## Goal of the exercise
All lines of the data shown below should be output exactly as they stand.
(Information provided)
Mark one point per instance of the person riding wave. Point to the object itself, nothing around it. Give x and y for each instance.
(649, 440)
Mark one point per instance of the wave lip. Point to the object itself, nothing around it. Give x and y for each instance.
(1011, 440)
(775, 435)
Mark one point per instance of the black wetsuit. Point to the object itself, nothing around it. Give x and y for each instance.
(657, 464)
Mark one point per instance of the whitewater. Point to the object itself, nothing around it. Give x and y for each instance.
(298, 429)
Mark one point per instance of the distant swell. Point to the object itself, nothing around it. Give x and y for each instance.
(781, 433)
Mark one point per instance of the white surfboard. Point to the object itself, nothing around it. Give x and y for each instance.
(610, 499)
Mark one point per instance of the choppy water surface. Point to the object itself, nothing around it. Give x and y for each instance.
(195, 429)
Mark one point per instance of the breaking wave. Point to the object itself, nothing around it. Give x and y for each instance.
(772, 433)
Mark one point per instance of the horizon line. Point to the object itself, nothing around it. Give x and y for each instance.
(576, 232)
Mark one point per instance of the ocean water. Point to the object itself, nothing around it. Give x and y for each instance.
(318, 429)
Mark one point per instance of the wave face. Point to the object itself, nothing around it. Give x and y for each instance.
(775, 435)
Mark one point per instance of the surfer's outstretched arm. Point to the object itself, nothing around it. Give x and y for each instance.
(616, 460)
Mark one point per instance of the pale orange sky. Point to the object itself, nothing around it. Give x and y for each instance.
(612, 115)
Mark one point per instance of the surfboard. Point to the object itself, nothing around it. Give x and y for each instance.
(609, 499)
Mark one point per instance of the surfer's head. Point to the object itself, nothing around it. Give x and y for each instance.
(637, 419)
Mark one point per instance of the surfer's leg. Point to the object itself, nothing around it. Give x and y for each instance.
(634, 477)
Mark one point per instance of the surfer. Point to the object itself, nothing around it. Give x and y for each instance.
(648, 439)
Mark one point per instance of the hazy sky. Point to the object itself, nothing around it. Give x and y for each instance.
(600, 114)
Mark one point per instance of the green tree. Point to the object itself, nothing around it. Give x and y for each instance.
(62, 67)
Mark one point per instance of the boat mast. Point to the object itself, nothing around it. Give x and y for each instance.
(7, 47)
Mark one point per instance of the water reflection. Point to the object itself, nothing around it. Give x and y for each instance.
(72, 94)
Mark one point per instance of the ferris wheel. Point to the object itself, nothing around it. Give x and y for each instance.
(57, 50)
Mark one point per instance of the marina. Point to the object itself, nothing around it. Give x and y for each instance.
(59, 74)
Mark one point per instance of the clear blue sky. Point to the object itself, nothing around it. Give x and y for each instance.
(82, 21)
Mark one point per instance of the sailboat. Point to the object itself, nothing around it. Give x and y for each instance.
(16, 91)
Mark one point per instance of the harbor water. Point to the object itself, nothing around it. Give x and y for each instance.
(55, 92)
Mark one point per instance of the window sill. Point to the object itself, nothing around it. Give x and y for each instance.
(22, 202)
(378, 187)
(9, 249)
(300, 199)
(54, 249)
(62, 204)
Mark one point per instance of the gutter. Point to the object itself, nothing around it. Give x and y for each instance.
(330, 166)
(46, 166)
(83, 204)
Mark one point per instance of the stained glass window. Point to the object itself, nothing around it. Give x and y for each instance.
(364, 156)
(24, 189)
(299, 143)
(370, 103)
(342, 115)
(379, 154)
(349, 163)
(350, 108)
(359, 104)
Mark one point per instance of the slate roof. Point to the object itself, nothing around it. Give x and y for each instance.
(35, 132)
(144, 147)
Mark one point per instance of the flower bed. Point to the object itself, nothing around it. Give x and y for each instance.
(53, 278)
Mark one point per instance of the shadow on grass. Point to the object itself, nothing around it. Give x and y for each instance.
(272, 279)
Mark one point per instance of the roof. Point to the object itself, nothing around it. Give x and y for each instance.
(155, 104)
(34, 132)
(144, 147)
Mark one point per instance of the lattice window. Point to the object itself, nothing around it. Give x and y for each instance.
(End Information provided)
## Reply
Mark one point per instance of the person riding wave. Point to the object itself, nothing around it. Give x and y for each instance.
(649, 440)
Mark one point per instance of the wave lip. Point to the object itself, nothing around it. Give x and y for each instance.
(1011, 440)
(775, 435)
Mark one point per instance of the black wetsuit. Point to the object itself, nothing around it. Give x and y for each instance.
(657, 464)
Mark one point per instance of the whitewater. Point to the object itself, nothing around it. Give x and y for each instance.
(298, 429)
Mark one point per instance of the distant swell. Point to the object itself, nothing around it. Give x and y for each instance.
(781, 433)
Mark one point per instance of the white surfboard. Point to the object itself, nothing around it. Give x and y for each instance.
(610, 499)
Mark one point per instance of the choppy water surface. Point to the object itself, nothing around it. Give x and y for each instance.
(195, 429)
Mark one point per instance of the breaking wave. Point to the object itself, nothing around it. Give x and y for each instance.
(772, 433)
Mark one point per instance of the horizon line. Point to the object itself, nothing around it. Give x and y for each instance.
(576, 232)
Mark one point per instance of the ocean water. Point to the object itself, nothing around it. Give x and y for each instance.
(318, 429)
Mark one point per instance of the wave face. Point to the object itself, nothing around it. Give x and y for each instance.
(775, 435)
Mark one point per instance of the surfer's outstretched arm. Point to the object itself, nothing around it. Give x and y for each instance.
(616, 460)
Mark one point per instance of the pale orange sky. Point to the object itself, nothing around it. Give x and y for each instance.
(612, 115)
Mark one point per instance of the surfboard. Point to the object itself, nothing around it. Give x and y for each instance.
(609, 499)
Mark one point per instance of the surfer's head. Point to the object itself, nothing around it. Give x and y for each instance.
(637, 419)
Mark one point per instance of the surfer's leg. Point to the object itself, nothing around it. Give x and y for each instance.
(634, 477)
Mark one point per instance of the surfer. Point to the object itself, nothing around it. Give x and y for each instance.
(648, 439)
Mark one point per instance of the hazy sky. Point to the object itself, nothing around it. Give x and y for each instance.
(600, 114)
Mark one point per instance of the green tree. Point to the object itself, nothing around it. Give x and y for each instance.
(62, 67)
Mark one point per instance of the boat mast. Point to the object itself, nothing around it. Give x and y for each instance.
(7, 47)
Mark one point per instance of the water reflection. Point to the object itself, nothing around it. Give x and y for each instance.
(72, 94)
Mark one point per instance of the ferris wheel. Point to the object itself, nothing around it. Give x and y for each instance.
(57, 50)
Mark one point per instance of the marina. Point to the object itself, nothing around it. Give x and y for each instance.
(59, 74)
Mark one point per instance of the clear blue sky. Point to the object itself, nothing around it. Give x and y for each instance.
(82, 21)
Mark one point per instance of the sailboat. Point to the object itself, nothing around it. Give x and y for each instance.
(16, 91)
Mark one point per instance of the harbor water. Point to the object itself, nothing around it. Give x and y for each instance.
(55, 92)
Mark one point per instance of the window sill. Point to the object itself, nothing around it. Give x and y for each instance.
(22, 202)
(378, 187)
(9, 249)
(300, 199)
(54, 249)
(62, 204)
Mark one point per instance of the gutter. Point to the object itself, nothing around it. Give x and y for each instance.
(330, 166)
(46, 166)
(83, 204)
Mark one point per instance of the stained glass window. Point to the object itself, nothing around it. Give x and y for each instance.
(364, 156)
(24, 189)
(299, 143)
(370, 103)
(342, 115)
(379, 154)
(349, 163)
(350, 108)
(359, 104)
Mark one point per instance of the slate roof. Point to the object itself, nothing around it. Give x and y for each instance.
(35, 132)
(144, 147)
Mark one point per instance of the flower bed. Point to the object itself, nothing around it. Give x and y for each instance.
(53, 278)
Mark one point per instance of the shadow on grass. Point to the object itself, nothing around it. Give x and y for each instance.
(272, 279)
Mark one point per instance of the roof. Point to the object itself, nothing around it. Give x and y for each instance.
(155, 104)
(34, 132)
(144, 147)
Mark one point per instance of the lattice window. Point to the object itself, nothing around it. Give x and y for each instance.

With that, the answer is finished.